-- START OF Data for the task --

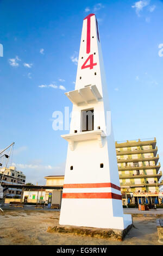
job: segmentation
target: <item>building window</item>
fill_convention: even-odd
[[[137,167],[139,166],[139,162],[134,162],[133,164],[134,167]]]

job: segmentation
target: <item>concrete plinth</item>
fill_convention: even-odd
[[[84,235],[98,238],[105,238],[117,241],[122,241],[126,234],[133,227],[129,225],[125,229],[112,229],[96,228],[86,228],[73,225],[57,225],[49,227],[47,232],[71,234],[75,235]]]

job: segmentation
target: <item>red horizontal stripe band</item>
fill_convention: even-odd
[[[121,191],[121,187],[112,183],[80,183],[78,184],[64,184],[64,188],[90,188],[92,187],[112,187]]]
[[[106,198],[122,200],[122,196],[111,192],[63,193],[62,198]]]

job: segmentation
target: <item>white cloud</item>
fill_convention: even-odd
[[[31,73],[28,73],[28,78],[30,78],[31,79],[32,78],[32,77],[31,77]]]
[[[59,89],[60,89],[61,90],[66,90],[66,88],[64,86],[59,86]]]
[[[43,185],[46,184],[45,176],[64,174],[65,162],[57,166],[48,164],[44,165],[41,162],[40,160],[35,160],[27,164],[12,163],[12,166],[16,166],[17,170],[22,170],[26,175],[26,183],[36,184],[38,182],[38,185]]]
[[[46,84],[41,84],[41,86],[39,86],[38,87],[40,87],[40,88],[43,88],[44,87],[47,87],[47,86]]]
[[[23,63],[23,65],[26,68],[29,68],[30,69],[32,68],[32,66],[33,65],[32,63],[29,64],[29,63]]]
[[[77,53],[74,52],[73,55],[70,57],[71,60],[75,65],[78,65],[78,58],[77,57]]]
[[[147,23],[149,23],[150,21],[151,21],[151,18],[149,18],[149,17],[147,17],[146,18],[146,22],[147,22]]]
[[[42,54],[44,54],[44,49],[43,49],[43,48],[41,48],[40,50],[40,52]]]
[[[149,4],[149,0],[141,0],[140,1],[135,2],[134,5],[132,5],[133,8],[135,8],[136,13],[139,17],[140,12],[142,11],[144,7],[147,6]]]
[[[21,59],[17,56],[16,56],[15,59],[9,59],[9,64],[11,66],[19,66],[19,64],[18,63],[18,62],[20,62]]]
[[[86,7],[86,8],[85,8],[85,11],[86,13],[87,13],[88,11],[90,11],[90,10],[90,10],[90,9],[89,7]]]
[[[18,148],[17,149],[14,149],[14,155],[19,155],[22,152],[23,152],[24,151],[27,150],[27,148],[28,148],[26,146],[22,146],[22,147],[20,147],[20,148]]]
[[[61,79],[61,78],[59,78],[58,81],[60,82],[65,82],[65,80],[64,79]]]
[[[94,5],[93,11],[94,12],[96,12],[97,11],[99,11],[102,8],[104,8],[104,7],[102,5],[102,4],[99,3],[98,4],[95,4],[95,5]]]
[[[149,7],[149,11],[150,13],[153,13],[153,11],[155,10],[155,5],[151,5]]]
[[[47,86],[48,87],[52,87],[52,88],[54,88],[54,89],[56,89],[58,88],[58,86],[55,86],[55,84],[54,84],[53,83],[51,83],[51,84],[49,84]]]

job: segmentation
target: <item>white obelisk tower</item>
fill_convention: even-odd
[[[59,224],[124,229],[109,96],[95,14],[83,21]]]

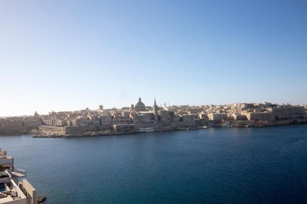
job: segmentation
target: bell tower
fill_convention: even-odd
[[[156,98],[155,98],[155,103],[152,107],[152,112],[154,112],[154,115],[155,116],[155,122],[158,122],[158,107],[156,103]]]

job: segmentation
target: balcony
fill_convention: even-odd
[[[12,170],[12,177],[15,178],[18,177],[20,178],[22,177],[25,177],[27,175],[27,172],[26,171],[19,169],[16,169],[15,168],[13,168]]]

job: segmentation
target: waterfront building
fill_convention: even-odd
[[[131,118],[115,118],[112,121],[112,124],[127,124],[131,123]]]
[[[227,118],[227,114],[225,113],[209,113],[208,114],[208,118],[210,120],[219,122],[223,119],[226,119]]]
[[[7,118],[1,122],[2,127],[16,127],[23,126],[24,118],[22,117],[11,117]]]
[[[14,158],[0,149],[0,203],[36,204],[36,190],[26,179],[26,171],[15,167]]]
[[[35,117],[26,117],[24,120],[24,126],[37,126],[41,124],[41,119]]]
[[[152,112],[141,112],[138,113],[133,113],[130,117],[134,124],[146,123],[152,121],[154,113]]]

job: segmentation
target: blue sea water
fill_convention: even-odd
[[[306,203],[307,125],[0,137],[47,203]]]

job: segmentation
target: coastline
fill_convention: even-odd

-- END OF Data for the task --

Return all the records above line for line without changing anything, and leave the pictures out.

job: segmentation
target: <item>building window</item>
fill_convention: even-odd
[[[137,167],[139,166],[139,162],[134,162],[133,164],[134,167]]]

job: segmentation
target: <item>concrete plinth</item>
fill_convention: even-odd
[[[84,235],[98,238],[105,238],[117,241],[122,241],[126,234],[133,227],[129,225],[125,229],[112,229],[96,228],[86,228],[73,225],[57,225],[49,227],[47,232],[71,234],[75,235]]]

job: segmentation
target: <item>red horizontal stripe band</item>
fill_convention: even-odd
[[[121,191],[121,187],[112,183],[80,183],[78,184],[64,184],[64,188],[90,188],[92,187],[112,187]]]
[[[106,198],[122,200],[122,196],[111,192],[63,193],[62,198]]]

job: segmentation
target: <item>white cloud</item>
fill_convention: even-odd
[[[31,73],[28,73],[28,78],[30,78],[31,79],[32,78],[32,77],[31,77]]]
[[[59,89],[60,89],[61,90],[66,90],[66,88],[64,86],[59,86]]]
[[[43,185],[46,184],[45,176],[64,174],[65,162],[57,166],[48,164],[44,165],[41,162],[40,160],[35,160],[27,164],[12,163],[12,166],[16,166],[17,170],[22,170],[26,175],[26,183],[36,184],[38,182],[38,185]]]
[[[46,84],[41,84],[41,86],[39,86],[38,87],[40,87],[40,88],[43,88],[44,87],[47,87],[47,86]]]
[[[23,63],[23,65],[26,68],[29,68],[30,69],[32,68],[32,66],[33,65],[32,63],[29,64],[29,63]]]
[[[77,53],[74,52],[73,55],[70,57],[71,60],[75,65],[78,65],[78,58],[77,57]]]
[[[147,23],[149,23],[150,21],[151,21],[151,18],[149,18],[149,17],[147,17],[146,18],[146,22],[147,22]]]
[[[42,54],[44,54],[44,49],[43,49],[43,48],[41,48],[40,50],[40,52]]]
[[[149,4],[149,0],[141,0],[140,1],[135,2],[134,5],[132,5],[133,8],[135,8],[136,13],[139,17],[140,12],[142,11],[144,7],[147,6]]]
[[[21,59],[17,56],[16,56],[15,59],[9,59],[9,64],[11,66],[19,66],[19,64],[18,63],[18,62],[20,62]]]
[[[86,7],[86,8],[85,8],[85,11],[86,13],[87,13],[88,11],[90,11],[90,10],[90,10],[90,9],[89,7]]]
[[[18,148],[17,149],[14,149],[14,155],[19,155],[22,152],[23,152],[24,151],[27,150],[27,148],[28,148],[26,146],[22,146],[22,147],[20,147],[20,148]]]
[[[61,79],[61,78],[59,78],[58,81],[60,82],[65,82],[65,80],[64,79]]]
[[[94,5],[93,11],[94,12],[96,12],[97,11],[99,11],[102,8],[104,8],[104,7],[102,5],[102,4],[99,3],[98,4],[95,4],[95,5]]]
[[[149,7],[149,11],[150,13],[153,13],[153,11],[155,10],[155,5],[151,5]]]
[[[47,86],[48,87],[52,87],[52,88],[54,88],[54,89],[56,89],[58,88],[58,86],[55,86],[55,84],[54,84],[53,83],[51,83],[51,84],[49,84]]]

job: segmentation
target: <item>white obelisk tower</item>
fill_convention: even-odd
[[[59,224],[124,229],[109,96],[95,14],[83,21]]]

job: segmentation
target: bell tower
fill_convention: even-odd
[[[156,98],[155,98],[155,103],[152,107],[152,112],[154,112],[154,115],[155,116],[155,122],[158,122],[158,107],[156,103]]]

job: segmentation
target: balcony
fill_convention: even-odd
[[[12,170],[12,177],[15,178],[18,177],[20,178],[22,177],[25,177],[27,175],[27,172],[26,171],[19,169],[16,169],[15,168],[13,168]]]

job: segmentation
target: waterfront building
fill_convention: even-odd
[[[131,118],[115,118],[112,121],[112,124],[127,124],[131,123]]]
[[[227,118],[227,114],[225,113],[209,113],[208,114],[208,118],[210,120],[219,122],[223,119],[226,119]]]
[[[7,118],[1,122],[2,127],[16,127],[23,126],[24,118],[22,117],[11,117]]]
[[[14,158],[0,149],[0,203],[36,204],[36,190],[26,179],[26,171],[15,167]]]
[[[35,117],[26,117],[24,120],[24,126],[37,126],[41,124],[41,119]]]
[[[152,112],[141,112],[138,113],[133,113],[130,117],[134,124],[146,123],[152,121],[154,113]]]

job: segmentation
target: blue sea water
fill_convention: even-odd
[[[306,203],[307,125],[0,137],[47,203]]]

job: segmentation
target: coastline
fill_convention: even-odd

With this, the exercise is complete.